_Source passage_:

++++

Firstly, IPV will be an added form of defense that will be given alongside the familiar oral vaccine. Then, it will be the only vaccine used to keep the world free of polio. India has had no wild polio since 2011 and was certified last year by WHO as polio-free, an impressive achievement.

Not a single case of infection with the wild polio virus has been recorded in Africa for the first year in history. Afghanistan and Pakistan are now the only places on earth where polio transmission has not been interrupted. However, there too, the news is excellent. As we speak, the total number of paralytic polio cases has dropped dramatically compared to last year. Heroic efforts by health workers have almost pushed the virus out of existence. We are optimistic that a polio-free world is in sight.

I am incredibly proud to be part of a global company with roots in Canada, the U.S., France and India that has been at the forefront of the fight against polio for over 60 years.

++++

_Given records_:

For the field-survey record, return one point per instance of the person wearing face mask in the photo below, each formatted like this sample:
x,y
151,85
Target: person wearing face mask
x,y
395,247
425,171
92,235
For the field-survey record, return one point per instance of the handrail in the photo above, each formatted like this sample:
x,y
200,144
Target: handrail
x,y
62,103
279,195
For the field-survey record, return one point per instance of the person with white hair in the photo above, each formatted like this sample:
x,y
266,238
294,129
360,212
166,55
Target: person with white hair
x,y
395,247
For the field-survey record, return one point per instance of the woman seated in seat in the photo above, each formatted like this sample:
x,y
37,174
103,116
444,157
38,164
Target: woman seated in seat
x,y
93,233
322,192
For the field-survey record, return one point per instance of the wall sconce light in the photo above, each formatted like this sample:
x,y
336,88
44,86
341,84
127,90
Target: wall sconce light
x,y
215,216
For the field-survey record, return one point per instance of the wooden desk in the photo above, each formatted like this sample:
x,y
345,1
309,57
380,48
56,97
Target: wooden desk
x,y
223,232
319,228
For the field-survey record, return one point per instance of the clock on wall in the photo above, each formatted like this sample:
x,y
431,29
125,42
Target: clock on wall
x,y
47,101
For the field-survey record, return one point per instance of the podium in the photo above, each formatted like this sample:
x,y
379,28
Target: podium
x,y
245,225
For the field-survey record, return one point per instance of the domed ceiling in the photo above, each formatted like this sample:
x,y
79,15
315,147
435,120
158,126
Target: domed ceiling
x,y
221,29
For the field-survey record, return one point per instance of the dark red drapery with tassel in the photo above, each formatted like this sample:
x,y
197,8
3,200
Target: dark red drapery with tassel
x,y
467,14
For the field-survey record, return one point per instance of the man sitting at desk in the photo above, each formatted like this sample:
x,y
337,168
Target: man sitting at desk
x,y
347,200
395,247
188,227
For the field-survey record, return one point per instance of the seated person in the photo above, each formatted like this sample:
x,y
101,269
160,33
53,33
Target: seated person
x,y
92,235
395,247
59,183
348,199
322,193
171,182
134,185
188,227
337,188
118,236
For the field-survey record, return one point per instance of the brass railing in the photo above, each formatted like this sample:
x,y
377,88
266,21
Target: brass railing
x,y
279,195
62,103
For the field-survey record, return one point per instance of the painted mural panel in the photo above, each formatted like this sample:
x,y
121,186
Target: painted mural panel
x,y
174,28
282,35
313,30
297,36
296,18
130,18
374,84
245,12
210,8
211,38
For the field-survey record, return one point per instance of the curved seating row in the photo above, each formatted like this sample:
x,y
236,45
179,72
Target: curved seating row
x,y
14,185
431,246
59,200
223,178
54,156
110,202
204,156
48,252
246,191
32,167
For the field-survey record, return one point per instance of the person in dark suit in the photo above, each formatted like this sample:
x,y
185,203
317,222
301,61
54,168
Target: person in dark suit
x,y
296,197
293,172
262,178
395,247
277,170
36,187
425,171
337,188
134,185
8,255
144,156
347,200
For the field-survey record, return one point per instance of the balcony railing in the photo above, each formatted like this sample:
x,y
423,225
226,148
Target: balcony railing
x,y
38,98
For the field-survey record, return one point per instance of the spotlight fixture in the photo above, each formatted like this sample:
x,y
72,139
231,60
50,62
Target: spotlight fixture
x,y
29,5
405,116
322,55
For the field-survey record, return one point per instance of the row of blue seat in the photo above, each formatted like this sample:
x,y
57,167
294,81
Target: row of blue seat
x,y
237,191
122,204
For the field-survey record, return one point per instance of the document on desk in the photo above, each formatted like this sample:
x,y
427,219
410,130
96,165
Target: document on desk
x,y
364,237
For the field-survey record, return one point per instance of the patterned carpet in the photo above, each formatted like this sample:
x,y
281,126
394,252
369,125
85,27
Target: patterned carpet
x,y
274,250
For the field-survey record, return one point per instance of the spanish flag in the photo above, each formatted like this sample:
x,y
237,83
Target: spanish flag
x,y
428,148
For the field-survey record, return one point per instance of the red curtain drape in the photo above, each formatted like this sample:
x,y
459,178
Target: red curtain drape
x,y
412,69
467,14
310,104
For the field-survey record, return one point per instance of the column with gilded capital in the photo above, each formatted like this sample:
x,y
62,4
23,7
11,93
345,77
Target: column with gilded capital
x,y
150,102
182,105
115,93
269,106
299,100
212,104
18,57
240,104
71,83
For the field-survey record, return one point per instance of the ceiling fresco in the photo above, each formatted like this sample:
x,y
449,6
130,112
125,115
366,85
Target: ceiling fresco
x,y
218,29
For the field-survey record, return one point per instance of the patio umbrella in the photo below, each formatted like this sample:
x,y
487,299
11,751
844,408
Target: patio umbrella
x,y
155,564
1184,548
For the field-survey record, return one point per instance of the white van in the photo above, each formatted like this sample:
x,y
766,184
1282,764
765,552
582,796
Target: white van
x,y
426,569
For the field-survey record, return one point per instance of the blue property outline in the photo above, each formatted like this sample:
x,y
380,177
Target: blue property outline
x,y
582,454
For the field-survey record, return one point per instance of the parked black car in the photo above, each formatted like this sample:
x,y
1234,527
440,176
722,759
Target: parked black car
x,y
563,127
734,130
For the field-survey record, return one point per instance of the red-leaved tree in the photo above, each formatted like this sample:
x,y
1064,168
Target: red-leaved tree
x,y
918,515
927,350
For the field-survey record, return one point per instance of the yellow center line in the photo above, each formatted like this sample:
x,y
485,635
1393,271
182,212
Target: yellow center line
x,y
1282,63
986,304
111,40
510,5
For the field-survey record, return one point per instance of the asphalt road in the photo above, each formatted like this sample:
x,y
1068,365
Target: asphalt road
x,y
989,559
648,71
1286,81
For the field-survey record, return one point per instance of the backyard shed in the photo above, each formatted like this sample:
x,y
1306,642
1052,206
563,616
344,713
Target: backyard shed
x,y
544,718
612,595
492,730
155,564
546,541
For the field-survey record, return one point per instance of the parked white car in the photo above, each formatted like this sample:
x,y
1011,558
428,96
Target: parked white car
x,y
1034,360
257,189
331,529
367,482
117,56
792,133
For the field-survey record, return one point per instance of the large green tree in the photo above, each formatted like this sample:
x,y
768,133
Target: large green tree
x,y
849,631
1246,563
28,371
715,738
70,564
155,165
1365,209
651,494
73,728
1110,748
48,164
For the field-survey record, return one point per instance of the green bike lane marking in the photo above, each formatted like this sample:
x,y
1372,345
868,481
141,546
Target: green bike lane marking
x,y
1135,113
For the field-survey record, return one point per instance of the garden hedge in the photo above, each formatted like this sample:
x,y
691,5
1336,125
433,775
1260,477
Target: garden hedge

++++

_Required work_:
**a.** Which countries does the polio passage name? List each country once.
**b.** Answer these questions from the polio passage:
(i) Since what year has India had no wild polio?
(ii) Where has polio transmission not yet been interrupted?
(iii) For how long has the company been at the forefront of the fight against polio?
**c.** Quote the polio passage from "Not a single" to "is in sight.".

_Solution set_:
**a.** India, Afghanistan, Pakistan, Canada, the U.S., France

**b.**
(i) 2011
(ii) Afghanistan and Pakistan
(iii) Over 60 years

**c.**
Not a single case of infection with the wild polio virus has been recorded in Africa for the first year in history. Afghanistan and Pakistan are now the only places on earth where polio transmission has not been interrupted. However, there too, the news is excellent. As we speak, the total number of paralytic polio cases has dropped dramatically compared to last year. Heroic efforts by health workers have almost pushed the virus out of existence. We are optimistic that a polio-free world is in sight.